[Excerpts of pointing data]
----------
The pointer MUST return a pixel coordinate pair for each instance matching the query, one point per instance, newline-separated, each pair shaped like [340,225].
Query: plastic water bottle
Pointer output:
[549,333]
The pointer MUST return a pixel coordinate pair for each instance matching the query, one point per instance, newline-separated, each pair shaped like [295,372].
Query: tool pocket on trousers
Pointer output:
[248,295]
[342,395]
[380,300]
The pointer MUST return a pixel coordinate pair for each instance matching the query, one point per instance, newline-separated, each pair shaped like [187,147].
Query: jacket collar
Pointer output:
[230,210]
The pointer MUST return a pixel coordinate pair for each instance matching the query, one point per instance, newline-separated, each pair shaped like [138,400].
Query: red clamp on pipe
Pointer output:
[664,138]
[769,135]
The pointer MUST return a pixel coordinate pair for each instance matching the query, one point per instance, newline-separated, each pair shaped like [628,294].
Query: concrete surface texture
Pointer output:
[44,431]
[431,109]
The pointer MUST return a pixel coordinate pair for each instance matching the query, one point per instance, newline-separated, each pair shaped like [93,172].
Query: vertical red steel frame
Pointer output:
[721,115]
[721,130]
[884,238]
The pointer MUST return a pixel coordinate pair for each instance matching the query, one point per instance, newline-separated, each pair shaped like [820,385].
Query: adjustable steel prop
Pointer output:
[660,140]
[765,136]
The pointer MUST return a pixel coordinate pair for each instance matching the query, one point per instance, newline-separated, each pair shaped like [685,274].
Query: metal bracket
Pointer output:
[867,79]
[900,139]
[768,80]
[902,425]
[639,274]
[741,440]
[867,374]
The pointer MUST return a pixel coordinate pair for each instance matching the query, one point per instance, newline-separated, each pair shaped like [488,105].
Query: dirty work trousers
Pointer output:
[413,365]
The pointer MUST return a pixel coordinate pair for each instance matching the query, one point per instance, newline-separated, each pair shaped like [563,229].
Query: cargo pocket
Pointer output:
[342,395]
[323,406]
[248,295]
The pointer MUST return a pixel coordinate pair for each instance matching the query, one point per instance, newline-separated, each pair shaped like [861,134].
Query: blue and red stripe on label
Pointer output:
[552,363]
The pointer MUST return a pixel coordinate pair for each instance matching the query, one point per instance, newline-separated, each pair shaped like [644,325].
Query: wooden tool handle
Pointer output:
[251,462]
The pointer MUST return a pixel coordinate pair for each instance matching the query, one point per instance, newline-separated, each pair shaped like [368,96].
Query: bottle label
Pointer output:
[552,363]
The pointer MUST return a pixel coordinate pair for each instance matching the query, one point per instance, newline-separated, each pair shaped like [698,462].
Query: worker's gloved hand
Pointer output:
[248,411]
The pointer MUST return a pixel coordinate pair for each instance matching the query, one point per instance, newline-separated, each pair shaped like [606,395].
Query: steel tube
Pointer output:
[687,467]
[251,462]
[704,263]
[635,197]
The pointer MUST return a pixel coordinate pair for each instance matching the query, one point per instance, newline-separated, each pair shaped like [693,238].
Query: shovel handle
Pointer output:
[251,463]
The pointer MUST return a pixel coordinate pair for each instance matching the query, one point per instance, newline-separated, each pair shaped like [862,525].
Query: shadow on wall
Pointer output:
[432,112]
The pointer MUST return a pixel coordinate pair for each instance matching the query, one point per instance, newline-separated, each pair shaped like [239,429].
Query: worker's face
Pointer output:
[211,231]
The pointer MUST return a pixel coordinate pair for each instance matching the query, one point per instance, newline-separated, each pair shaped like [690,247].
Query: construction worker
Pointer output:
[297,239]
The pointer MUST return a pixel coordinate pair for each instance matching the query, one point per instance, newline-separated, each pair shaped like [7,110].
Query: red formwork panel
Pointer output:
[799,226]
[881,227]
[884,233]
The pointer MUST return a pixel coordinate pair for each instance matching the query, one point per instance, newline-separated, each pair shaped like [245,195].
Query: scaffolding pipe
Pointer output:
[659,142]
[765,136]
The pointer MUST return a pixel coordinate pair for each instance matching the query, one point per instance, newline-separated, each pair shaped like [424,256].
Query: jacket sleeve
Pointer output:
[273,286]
----------
What you should do: Please rewrite all of the rows above, swapping "Pointer output" for "Predicted points" and leaving everything else unchanged.

Worked solution:
The pointer MUST return a pixel coordinate pair for each instance matching the query, one point per instance, newline-separated, each pair shaped like [340,225].
Query: plastic water bottle
Predicted points:
[549,333]
The pointer MUST return a pixel coordinate pair for each instance matching the query, one point per instance, newline-separated, each pair shaped like [295,372].
Query: tool pocket on trousers
Predicted points:
[248,295]
[342,395]
[380,300]
The pointer MUST return a pixel coordinate pair for each instance matching the query, one point per instance, newline-separated, each pair shaped like [187,147].
Query: jacket collar
Predicted points:
[230,210]
The pointer MUST return a pixel coordinate pair for each instance matching the query, one point per instance, newline-separated, each pair shaped like [138,400].
Query: red clamp on pipe
Predicted points:
[664,138]
[769,135]
The pointer MUST return a pixel coordinate pair for each instance matching the query, one point per instance, newline-separated, each pair shaped like [628,294].
Query: concrete surface texture
Predicted points:
[44,431]
[431,109]
The pointer MUST return a pixel coordinate pair for each instance matching the query, one point per instance, newline-separated, each pair shaped like [93,172].
Query: vertical red steel frame
Predicted points:
[721,115]
[721,130]
[884,238]
The pointer MUST return a pixel coordinate pair for each instance matching the query, one point per instance, newline-separated, each pair shaped like [820,385].
Query: adjustable steel prop
Predicted points:
[660,140]
[765,136]
The pointer MUST return a pixel coordinate pair for each instance matching the query, one point per instance, newline-separated, each pair shaped like [685,274].
Query: metal bracket
Predicted points:
[867,79]
[900,139]
[768,80]
[902,425]
[639,274]
[741,440]
[867,374]
The pointer MUST return a pixel coordinate pair for each instance matching the query, one point per instance, newline-separated, each pair shaped like [488,105].
Query: dirty work trousers
Predicted points:
[413,365]
The pointer MUST return a pixel coordinate pair for each instance matching the query, one point per instance, newline-separated, each pair shaped like [563,229].
Query: cargo pocket
Predicted points:
[342,395]
[323,406]
[248,295]
The pointer MUST return a pixel coordinate pair for each instance matching the query, one point per instance, newline-separated, each pair shaped like [861,134].
Query: blue and red stripe on label
Predicted points:
[552,363]
The pointer MUST return a pixel coordinate pair for each instance matching the query, one point per instance, newline-separated, each pair shaped like [644,325].
Query: wooden tool handle
Predicted points:
[251,462]
The pointer MUST return a pixel coordinate pair for each instance matching the query, one point per instance, newline-separated, each pair shaped like [368,96].
Query: bottle label
Predicted points:
[552,363]
The pointer MUST return a pixel coordinate pair for each instance matching the query, one point per instance, newline-separated, each pair shaped like [698,462].
Query: worker's gloved hand
Predicted points:
[248,411]
The pointer MUST return a pixel coordinate pair for each instance matching the query, one point per instance, newline-separated, each pair shaped like [606,395].
Query: steel tube
Predicted points:
[687,467]
[251,462]
[704,263]
[635,197]
The pointer MUST return a pixel coordinate pair for each instance matching the query, one point per instance, newline-separated, each pair shaped like [693,238].
Query: shovel handle
Predicted points:
[251,463]
The pointer MUST return a pixel coordinate pair for each instance matching the query, one point per instance, newline-separated, each pair shaped like [862,525].
Query: shadow on wall
Predicted points:
[432,112]
The pointer MUST return a pixel coordinate pair for each instance matching the query, one point per instance, newline-separated, each pair shaped like [239,429].
Query: worker's face
Predicted points:
[211,231]
The pointer MUST return a pixel coordinate pair for each instance matching the query, one point per instance, newline-separated, each pair shaped like [690,247].
Query: construction worker
Predicted points:
[297,239]
The pointer MUST return a pixel coordinate pair for each instance matching the query, one point per instance, newline-separated, each pair shaped like [7,110].
Query: red formwork panel
Predicted points:
[799,226]
[881,227]
[884,233]
The pointer MUST return a pixel coordinate pair for each instance matching the query, one point per instance, newline-separated, each pair shaped like [245,195].
Query: scaffolding pipe
Predicted points:
[659,142]
[765,136]
The pointer MUST return a pixel coordinate pair for each instance matching the query, one point per instance, newline-separated, each pair shaped like [424,256].
Query: jacket sleeve
Predicted points:
[273,286]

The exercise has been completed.